━━━ Listed entries ━━━
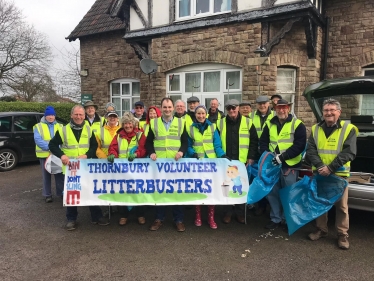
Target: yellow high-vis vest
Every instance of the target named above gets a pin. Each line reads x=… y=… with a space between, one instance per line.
x=257 y=121
x=203 y=143
x=284 y=139
x=244 y=136
x=329 y=147
x=167 y=143
x=46 y=136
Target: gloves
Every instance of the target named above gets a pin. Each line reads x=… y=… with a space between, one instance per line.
x=131 y=157
x=225 y=156
x=277 y=160
x=111 y=158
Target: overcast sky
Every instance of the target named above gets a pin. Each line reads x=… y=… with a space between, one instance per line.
x=56 y=19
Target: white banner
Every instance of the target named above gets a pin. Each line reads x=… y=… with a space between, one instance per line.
x=90 y=182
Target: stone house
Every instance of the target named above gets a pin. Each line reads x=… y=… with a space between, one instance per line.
x=257 y=47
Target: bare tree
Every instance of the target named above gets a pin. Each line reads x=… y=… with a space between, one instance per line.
x=22 y=48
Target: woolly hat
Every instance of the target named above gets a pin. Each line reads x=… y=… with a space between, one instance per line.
x=49 y=110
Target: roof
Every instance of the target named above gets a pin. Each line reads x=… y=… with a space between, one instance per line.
x=97 y=20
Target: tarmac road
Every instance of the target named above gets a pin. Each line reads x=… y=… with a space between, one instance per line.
x=35 y=246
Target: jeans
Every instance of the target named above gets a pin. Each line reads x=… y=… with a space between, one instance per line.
x=178 y=213
x=276 y=212
x=72 y=213
x=47 y=187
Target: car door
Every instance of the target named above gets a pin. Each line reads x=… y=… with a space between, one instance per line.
x=24 y=136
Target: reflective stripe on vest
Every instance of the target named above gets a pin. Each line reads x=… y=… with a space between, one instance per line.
x=257 y=121
x=203 y=143
x=167 y=143
x=124 y=146
x=46 y=136
x=284 y=139
x=329 y=147
x=244 y=136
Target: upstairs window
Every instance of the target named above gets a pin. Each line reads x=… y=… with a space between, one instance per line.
x=186 y=9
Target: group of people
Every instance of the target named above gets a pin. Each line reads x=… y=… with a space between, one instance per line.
x=173 y=132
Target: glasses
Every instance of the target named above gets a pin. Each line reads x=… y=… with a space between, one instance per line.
x=329 y=110
x=230 y=107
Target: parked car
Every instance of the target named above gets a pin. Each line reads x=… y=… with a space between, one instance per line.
x=17 y=138
x=356 y=96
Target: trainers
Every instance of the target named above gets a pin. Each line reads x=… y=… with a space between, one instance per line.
x=156 y=225
x=71 y=225
x=317 y=235
x=343 y=242
x=101 y=221
x=272 y=225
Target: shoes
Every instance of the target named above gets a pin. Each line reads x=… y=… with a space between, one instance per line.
x=122 y=221
x=71 y=225
x=180 y=226
x=272 y=225
x=317 y=235
x=227 y=219
x=155 y=225
x=141 y=220
x=101 y=221
x=343 y=242
x=240 y=219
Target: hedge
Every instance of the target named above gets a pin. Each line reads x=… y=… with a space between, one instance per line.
x=62 y=109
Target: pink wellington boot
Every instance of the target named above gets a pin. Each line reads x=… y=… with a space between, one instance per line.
x=211 y=221
x=198 y=215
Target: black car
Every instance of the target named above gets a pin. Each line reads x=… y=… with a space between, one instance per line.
x=17 y=138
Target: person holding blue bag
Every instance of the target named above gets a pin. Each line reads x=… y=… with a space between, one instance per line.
x=285 y=136
x=331 y=148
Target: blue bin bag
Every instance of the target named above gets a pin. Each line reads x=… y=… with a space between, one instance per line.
x=310 y=198
x=268 y=175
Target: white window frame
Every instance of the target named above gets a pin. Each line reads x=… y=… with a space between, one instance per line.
x=193 y=11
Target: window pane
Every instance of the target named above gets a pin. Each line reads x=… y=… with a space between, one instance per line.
x=234 y=81
x=184 y=8
x=6 y=124
x=136 y=88
x=126 y=89
x=24 y=123
x=222 y=5
x=116 y=89
x=212 y=81
x=174 y=82
x=193 y=82
x=202 y=6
━━━
### Exercise requirements
Would you copy out every line in the records that includes the string "window"?

### Exercise response
Target: upstairs window
Target: white window frame
Target: window pane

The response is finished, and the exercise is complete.